As described in connection with FIG. 2, the worm gear 13 is mounted on the shaft 14 supported by bearings 15, 16, 17 and 18, of which bearing 16 can be seen in FIG. 3. Each of the bearings 15, 16, 17 and 18 is mounted on a boss 52 formed on the lower crosspiece 37. The movable platen 19 is urged downwardly by pulling means 32, 33, 34 and 35 each comprised of a cup 53, fastened with screws 54 to the lower crosspiece 37, and a compression spring 55. The compression spring 55 is connected at one end to the bottom of the cup 53 and at its other end to a stop 56 carried at the end of a centrally disposed rod 57. The rod 57 is connected by a coupling 58 to a swivel 59 fastened to the movable platen 19. The cup 53 has a bearing 60. The rod 57 does not extend into the bearing 60 of the cup 53, thus permitting inclination of the platen 19 with respect to the bottom 61 of the cup 53.

Further details of the cutting station are shown in sectional view of FIG. 4. The movable platen 19 has four semicylindrical swivels 72, only two of which can be seen in FIG. 4. The semicylindricals 72 are fastened to the movable platen 19 with screws 73. Each semicylindrical swivel functions as the upper support for its associated toggle joint, toggle joints 30 and 31 being visible in FIG. 4. The lower support for each toggle joint is a cylindrical swivel 74 connected with a screw 75 to each arm 76 of the respective toggle joints. Each toggle joint also has an arm 77 connected to its associated semicylindrical swivel 72.

REQUIRED WORK:
1 - In the cutting-station excerpt, what fastens the semicylindrical swivels 72 to the movable platen 19?
2 - Please write out the cutting-station excerpt from "Further details of" up to and including "semicylindrical swivel 72.".
The material comes from a source separate from the cutting-station excerpt.

DATASET EXCERPTS:

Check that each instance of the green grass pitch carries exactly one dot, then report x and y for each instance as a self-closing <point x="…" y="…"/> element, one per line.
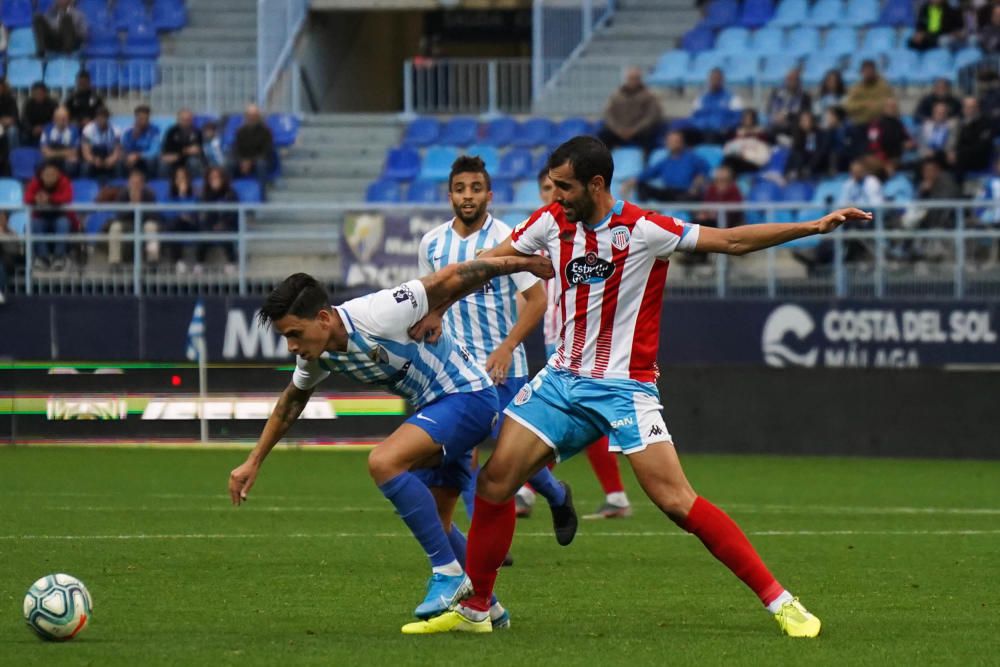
<point x="899" y="558"/>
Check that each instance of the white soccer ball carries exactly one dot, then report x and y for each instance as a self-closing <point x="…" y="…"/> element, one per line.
<point x="57" y="607"/>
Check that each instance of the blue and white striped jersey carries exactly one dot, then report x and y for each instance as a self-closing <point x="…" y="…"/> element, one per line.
<point x="380" y="351"/>
<point x="482" y="320"/>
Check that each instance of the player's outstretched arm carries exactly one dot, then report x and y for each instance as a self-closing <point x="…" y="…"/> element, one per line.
<point x="288" y="408"/>
<point x="748" y="238"/>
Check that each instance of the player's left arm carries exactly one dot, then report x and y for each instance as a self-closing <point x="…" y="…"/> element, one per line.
<point x="528" y="317"/>
<point x="749" y="238"/>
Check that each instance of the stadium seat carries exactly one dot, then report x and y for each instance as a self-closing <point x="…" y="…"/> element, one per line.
<point x="733" y="41"/>
<point x="21" y="43"/>
<point x="825" y="13"/>
<point x="384" y="191"/>
<point x="24" y="161"/>
<point x="60" y="73"/>
<point x="670" y="69"/>
<point x="402" y="164"/>
<point x="499" y="132"/>
<point x="516" y="164"/>
<point x="756" y="13"/>
<point x="22" y="72"/>
<point x="437" y="163"/>
<point x="459" y="132"/>
<point x="425" y="192"/>
<point x="16" y="14"/>
<point x="422" y="132"/>
<point x="488" y="154"/>
<point x="533" y="132"/>
<point x="790" y="13"/>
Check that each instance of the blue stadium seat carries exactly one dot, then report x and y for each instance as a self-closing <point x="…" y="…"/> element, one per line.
<point x="500" y="131"/>
<point x="24" y="161"/>
<point x="247" y="190"/>
<point x="722" y="13"/>
<point x="425" y="192"/>
<point x="670" y="69"/>
<point x="284" y="128"/>
<point x="422" y="132"/>
<point x="402" y="163"/>
<point x="21" y="43"/>
<point x="488" y="154"/>
<point x="459" y="132"/>
<point x="61" y="73"/>
<point x="767" y="41"/>
<point x="732" y="41"/>
<point x="533" y="132"/>
<point x="802" y="41"/>
<point x="516" y="164"/>
<point x="790" y="13"/>
<point x="85" y="190"/>
<point x="756" y="13"/>
<point x="11" y="191"/>
<point x="22" y="72"/>
<point x="384" y="191"/>
<point x="138" y="74"/>
<point x="437" y="163"/>
<point x="16" y="14"/>
<point x="861" y="13"/>
<point x="825" y="13"/>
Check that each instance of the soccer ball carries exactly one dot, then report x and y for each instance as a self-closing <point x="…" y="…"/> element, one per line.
<point x="57" y="607"/>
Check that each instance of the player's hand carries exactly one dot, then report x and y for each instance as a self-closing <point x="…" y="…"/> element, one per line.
<point x="428" y="329"/>
<point x="241" y="480"/>
<point x="498" y="364"/>
<point x="830" y="222"/>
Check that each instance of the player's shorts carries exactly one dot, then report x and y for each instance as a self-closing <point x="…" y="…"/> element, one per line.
<point x="457" y="422"/>
<point x="569" y="412"/>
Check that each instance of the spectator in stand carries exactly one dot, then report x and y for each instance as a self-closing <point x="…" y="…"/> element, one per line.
<point x="938" y="135"/>
<point x="937" y="24"/>
<point x="831" y="92"/>
<point x="787" y="102"/>
<point x="182" y="222"/>
<point x="722" y="190"/>
<point x="975" y="140"/>
<point x="253" y="149"/>
<point x="62" y="29"/>
<point x="83" y="101"/>
<point x="866" y="99"/>
<point x="37" y="114"/>
<point x="218" y="190"/>
<point x="182" y="146"/>
<point x="679" y="176"/>
<point x="101" y="148"/>
<point x="135" y="192"/>
<point x="61" y="143"/>
<point x="49" y="192"/>
<point x="941" y="92"/>
<point x="9" y="116"/>
<point x="141" y="143"/>
<point x="716" y="111"/>
<point x="632" y="115"/>
<point x="212" y="145"/>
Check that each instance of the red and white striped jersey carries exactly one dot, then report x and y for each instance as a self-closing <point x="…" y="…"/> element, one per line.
<point x="611" y="279"/>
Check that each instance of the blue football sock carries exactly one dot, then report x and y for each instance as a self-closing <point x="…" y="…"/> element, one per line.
<point x="546" y="485"/>
<point x="415" y="505"/>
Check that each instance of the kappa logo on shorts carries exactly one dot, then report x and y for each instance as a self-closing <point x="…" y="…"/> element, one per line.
<point x="523" y="395"/>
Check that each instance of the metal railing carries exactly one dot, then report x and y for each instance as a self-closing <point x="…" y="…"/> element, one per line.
<point x="885" y="259"/>
<point x="278" y="25"/>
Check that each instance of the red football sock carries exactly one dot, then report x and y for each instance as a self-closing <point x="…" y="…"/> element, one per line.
<point x="605" y="466"/>
<point x="726" y="541"/>
<point x="490" y="536"/>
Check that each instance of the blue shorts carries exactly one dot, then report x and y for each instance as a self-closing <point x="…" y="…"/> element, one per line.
<point x="457" y="422"/>
<point x="569" y="412"/>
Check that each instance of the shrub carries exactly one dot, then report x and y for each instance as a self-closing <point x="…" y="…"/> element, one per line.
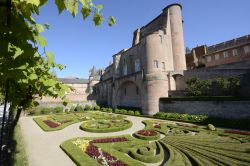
<point x="79" y="108"/>
<point x="87" y="107"/>
<point x="72" y="109"/>
<point x="58" y="109"/>
<point x="197" y="87"/>
<point x="109" y="110"/>
<point x="124" y="111"/>
<point x="130" y="112"/>
<point x="118" y="111"/>
<point x="45" y="110"/>
<point x="97" y="108"/>
<point x="137" y="113"/>
<point x="230" y="85"/>
<point x="211" y="127"/>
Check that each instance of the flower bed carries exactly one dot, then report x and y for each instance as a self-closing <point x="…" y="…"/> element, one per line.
<point x="109" y="140"/>
<point x="98" y="154"/>
<point x="103" y="126"/>
<point x="147" y="132"/>
<point x="147" y="135"/>
<point x="187" y="125"/>
<point x="237" y="132"/>
<point x="157" y="125"/>
<point x="51" y="124"/>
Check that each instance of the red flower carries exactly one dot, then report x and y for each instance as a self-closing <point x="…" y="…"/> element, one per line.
<point x="237" y="132"/>
<point x="51" y="124"/>
<point x="147" y="132"/>
<point x="109" y="140"/>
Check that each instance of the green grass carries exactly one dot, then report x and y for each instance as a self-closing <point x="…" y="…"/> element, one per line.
<point x="187" y="145"/>
<point x="103" y="126"/>
<point x="19" y="157"/>
<point x="90" y="117"/>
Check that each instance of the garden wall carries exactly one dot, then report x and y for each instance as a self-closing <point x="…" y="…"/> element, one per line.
<point x="220" y="107"/>
<point x="53" y="104"/>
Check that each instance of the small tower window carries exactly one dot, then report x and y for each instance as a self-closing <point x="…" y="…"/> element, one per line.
<point x="163" y="66"/>
<point x="225" y="54"/>
<point x="155" y="64"/>
<point x="235" y="52"/>
<point x="137" y="90"/>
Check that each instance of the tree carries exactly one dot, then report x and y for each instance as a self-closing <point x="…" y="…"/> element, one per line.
<point x="229" y="86"/>
<point x="196" y="87"/>
<point x="25" y="73"/>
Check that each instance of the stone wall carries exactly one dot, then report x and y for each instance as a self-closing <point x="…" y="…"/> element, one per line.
<point x="221" y="109"/>
<point x="53" y="104"/>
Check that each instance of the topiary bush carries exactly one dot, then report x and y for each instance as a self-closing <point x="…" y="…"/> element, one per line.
<point x="58" y="109"/>
<point x="211" y="127"/>
<point x="79" y="108"/>
<point x="87" y="108"/>
<point x="137" y="113"/>
<point x="131" y="112"/>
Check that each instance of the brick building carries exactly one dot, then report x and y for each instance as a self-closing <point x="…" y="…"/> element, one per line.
<point x="139" y="75"/>
<point x="228" y="52"/>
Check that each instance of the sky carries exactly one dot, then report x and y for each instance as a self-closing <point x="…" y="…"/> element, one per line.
<point x="79" y="45"/>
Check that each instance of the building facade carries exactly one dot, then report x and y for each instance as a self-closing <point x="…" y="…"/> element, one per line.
<point x="139" y="75"/>
<point x="230" y="52"/>
<point x="79" y="91"/>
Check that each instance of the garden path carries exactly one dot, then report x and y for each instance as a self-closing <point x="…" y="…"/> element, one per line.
<point x="43" y="147"/>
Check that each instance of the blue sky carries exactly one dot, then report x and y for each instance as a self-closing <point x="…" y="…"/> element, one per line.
<point x="79" y="45"/>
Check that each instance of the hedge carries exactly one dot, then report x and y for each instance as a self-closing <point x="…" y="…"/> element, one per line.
<point x="205" y="98"/>
<point x="143" y="137"/>
<point x="106" y="130"/>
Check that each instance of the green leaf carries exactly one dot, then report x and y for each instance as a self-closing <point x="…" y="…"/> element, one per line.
<point x="33" y="2"/>
<point x="72" y="7"/>
<point x="99" y="7"/>
<point x="112" y="21"/>
<point x="98" y="18"/>
<point x="50" y="57"/>
<point x="46" y="25"/>
<point x="65" y="102"/>
<point x="60" y="5"/>
<point x="41" y="40"/>
<point x="85" y="12"/>
<point x="85" y="2"/>
<point x="49" y="82"/>
<point x="39" y="28"/>
<point x="33" y="76"/>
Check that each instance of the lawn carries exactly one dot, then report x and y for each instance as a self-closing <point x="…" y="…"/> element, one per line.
<point x="182" y="144"/>
<point x="161" y="142"/>
<point x="93" y="121"/>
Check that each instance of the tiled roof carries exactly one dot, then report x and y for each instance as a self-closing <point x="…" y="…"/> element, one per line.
<point x="74" y="80"/>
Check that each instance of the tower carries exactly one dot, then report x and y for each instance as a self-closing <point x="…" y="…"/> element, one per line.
<point x="164" y="52"/>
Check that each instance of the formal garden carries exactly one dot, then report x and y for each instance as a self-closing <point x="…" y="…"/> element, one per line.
<point x="160" y="142"/>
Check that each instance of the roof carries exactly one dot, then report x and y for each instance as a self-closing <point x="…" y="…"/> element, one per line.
<point x="74" y="80"/>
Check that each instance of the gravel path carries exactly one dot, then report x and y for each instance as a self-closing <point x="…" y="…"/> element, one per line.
<point x="43" y="147"/>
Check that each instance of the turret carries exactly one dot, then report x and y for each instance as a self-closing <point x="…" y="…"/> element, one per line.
<point x="177" y="36"/>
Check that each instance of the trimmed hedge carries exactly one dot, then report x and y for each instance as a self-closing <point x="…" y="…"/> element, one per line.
<point x="205" y="98"/>
<point x="45" y="127"/>
<point x="105" y="130"/>
<point x="143" y="137"/>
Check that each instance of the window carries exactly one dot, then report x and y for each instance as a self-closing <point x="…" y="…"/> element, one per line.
<point x="125" y="68"/>
<point x="155" y="64"/>
<point x="217" y="57"/>
<point x="163" y="66"/>
<point x="137" y="90"/>
<point x="235" y="52"/>
<point x="137" y="65"/>
<point x="247" y="49"/>
<point x="225" y="54"/>
<point x="209" y="58"/>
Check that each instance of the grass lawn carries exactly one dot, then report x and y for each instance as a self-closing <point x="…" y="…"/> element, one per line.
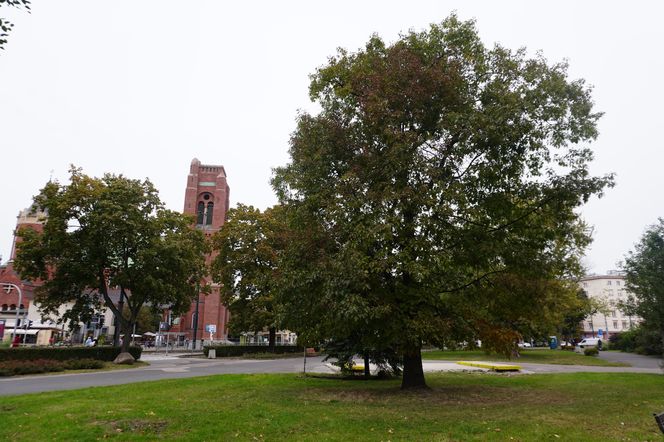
<point x="578" y="406"/>
<point x="541" y="356"/>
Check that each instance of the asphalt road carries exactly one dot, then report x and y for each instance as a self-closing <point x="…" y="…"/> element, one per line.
<point x="173" y="367"/>
<point x="161" y="367"/>
<point x="637" y="361"/>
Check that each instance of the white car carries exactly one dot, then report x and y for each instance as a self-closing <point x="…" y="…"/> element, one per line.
<point x="588" y="342"/>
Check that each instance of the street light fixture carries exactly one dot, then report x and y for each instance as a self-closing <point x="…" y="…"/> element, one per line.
<point x="8" y="288"/>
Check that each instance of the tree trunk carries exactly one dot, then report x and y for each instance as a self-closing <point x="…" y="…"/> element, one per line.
<point x="413" y="374"/>
<point x="127" y="330"/>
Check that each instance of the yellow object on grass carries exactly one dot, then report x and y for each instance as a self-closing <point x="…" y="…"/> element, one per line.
<point x="491" y="366"/>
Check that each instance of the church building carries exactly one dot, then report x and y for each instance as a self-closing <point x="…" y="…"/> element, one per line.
<point x="207" y="199"/>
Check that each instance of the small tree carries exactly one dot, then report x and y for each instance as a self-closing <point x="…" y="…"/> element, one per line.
<point x="110" y="232"/>
<point x="644" y="267"/>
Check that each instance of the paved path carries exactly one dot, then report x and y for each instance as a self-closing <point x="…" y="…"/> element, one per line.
<point x="637" y="361"/>
<point x="171" y="366"/>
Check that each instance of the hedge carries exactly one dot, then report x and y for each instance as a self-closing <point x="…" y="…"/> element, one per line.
<point x="18" y="367"/>
<point x="101" y="353"/>
<point x="239" y="350"/>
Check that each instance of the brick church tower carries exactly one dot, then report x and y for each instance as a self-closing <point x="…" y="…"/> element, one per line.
<point x="207" y="199"/>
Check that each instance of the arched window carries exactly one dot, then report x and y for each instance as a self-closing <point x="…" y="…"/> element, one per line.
<point x="208" y="218"/>
<point x="199" y="212"/>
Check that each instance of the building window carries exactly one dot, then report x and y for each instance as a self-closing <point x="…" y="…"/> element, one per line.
<point x="208" y="218"/>
<point x="199" y="212"/>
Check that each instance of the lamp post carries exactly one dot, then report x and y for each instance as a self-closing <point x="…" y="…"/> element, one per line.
<point x="198" y="300"/>
<point x="8" y="288"/>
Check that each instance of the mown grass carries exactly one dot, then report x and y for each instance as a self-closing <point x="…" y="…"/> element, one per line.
<point x="539" y="356"/>
<point x="579" y="406"/>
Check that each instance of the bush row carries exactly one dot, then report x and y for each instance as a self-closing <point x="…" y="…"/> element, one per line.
<point x="239" y="350"/>
<point x="65" y="353"/>
<point x="17" y="367"/>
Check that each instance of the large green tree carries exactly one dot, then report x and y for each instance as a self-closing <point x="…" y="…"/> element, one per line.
<point x="644" y="267"/>
<point x="110" y="232"/>
<point x="246" y="266"/>
<point x="437" y="168"/>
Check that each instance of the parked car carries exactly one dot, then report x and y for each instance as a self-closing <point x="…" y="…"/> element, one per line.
<point x="588" y="342"/>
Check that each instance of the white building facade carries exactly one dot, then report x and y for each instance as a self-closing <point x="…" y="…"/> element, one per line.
<point x="610" y="290"/>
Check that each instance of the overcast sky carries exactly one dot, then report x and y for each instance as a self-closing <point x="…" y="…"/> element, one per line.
<point x="142" y="87"/>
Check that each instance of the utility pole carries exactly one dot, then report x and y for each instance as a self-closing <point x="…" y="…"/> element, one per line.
<point x="198" y="300"/>
<point x="8" y="288"/>
<point x="118" y="321"/>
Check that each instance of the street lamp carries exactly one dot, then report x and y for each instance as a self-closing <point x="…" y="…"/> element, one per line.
<point x="8" y="288"/>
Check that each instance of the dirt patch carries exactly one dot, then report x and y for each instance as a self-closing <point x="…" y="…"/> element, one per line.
<point x="446" y="395"/>
<point x="141" y="426"/>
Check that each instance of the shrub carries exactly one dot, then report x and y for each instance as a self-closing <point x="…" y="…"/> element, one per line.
<point x="16" y="367"/>
<point x="64" y="353"/>
<point x="84" y="364"/>
<point x="34" y="366"/>
<point x="224" y="351"/>
<point x="590" y="351"/>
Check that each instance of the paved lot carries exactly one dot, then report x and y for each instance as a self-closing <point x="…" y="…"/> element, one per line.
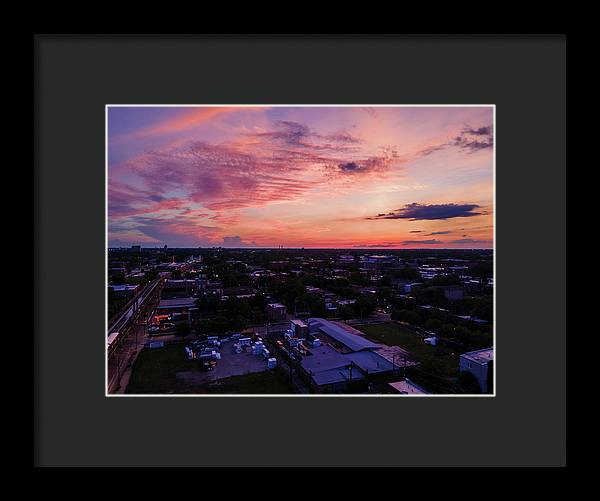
<point x="231" y="364"/>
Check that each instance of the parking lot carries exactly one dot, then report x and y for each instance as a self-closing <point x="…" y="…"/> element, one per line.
<point x="231" y="364"/>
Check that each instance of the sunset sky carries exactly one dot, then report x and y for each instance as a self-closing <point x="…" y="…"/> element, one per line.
<point x="347" y="177"/>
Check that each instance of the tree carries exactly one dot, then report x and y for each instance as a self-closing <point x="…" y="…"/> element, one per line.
<point x="468" y="382"/>
<point x="433" y="325"/>
<point x="182" y="328"/>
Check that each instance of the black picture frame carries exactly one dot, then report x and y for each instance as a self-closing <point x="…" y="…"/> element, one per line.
<point x="77" y="75"/>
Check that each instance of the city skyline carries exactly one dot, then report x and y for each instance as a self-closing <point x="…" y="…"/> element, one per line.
<point x="300" y="177"/>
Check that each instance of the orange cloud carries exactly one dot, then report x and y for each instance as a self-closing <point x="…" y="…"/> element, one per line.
<point x="190" y="119"/>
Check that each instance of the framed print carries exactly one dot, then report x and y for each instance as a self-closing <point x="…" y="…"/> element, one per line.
<point x="246" y="237"/>
<point x="228" y="275"/>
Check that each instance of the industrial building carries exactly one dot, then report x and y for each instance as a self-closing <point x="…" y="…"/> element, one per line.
<point x="276" y="312"/>
<point x="407" y="387"/>
<point x="479" y="363"/>
<point x="339" y="359"/>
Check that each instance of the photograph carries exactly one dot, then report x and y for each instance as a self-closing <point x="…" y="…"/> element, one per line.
<point x="300" y="250"/>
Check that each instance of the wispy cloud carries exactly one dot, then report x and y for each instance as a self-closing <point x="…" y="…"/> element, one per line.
<point x="418" y="212"/>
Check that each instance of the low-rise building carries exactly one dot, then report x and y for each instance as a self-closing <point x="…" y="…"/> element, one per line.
<point x="407" y="387"/>
<point x="276" y="312"/>
<point x="341" y="358"/>
<point x="479" y="363"/>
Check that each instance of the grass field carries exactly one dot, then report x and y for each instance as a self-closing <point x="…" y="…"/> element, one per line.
<point x="267" y="382"/>
<point x="155" y="370"/>
<point x="436" y="362"/>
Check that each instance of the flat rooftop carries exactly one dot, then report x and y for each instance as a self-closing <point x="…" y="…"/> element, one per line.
<point x="184" y="302"/>
<point x="407" y="387"/>
<point x="480" y="356"/>
<point x="351" y="341"/>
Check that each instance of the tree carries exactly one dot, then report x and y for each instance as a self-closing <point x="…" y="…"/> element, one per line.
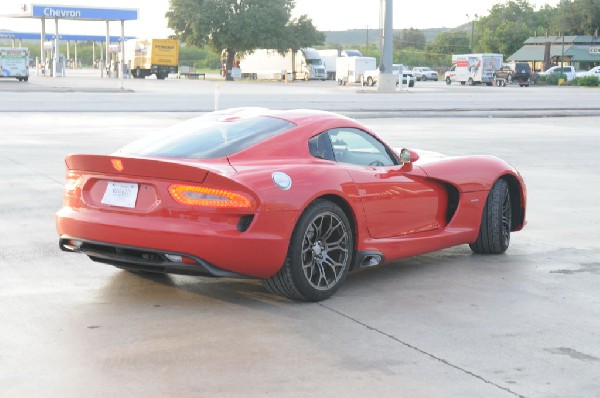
<point x="413" y="38"/>
<point x="506" y="27"/>
<point x="580" y="17"/>
<point x="240" y="26"/>
<point x="444" y="45"/>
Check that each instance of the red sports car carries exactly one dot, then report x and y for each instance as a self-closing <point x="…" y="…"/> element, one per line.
<point x="297" y="198"/>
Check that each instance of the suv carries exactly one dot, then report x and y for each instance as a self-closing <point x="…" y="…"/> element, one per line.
<point x="517" y="72"/>
<point x="568" y="71"/>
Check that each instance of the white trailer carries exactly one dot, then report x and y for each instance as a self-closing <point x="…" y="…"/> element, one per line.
<point x="349" y="70"/>
<point x="473" y="68"/>
<point x="269" y="64"/>
<point x="14" y="62"/>
<point x="329" y="57"/>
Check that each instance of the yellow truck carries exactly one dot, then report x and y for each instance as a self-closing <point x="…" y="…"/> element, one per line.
<point x="145" y="57"/>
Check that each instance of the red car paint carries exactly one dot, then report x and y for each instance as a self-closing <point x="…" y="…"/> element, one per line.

CORRECT ANSWERS:
1 - Screws 73.

2 -
Further details of the cutting station are shown in sectional view of FIG. 4. The movable platen 19 has four semicylindrical swivels 72, only two of which can be seen in FIG. 4. The semicylindricals 72 are fastened to the movable platen 19 with screws 73. Each semicylindrical swivel functions as the upper support for its associated toggle joint, toggle joints 30 and 31 being visible in FIG. 4. The lower support for each toggle joint is a cylindrical swivel 74 connected with a screw 75 to each arm 76 of the respective toggle joints. Each toggle joint also has an arm 77 connected to its associated semicylindrical swivel 72.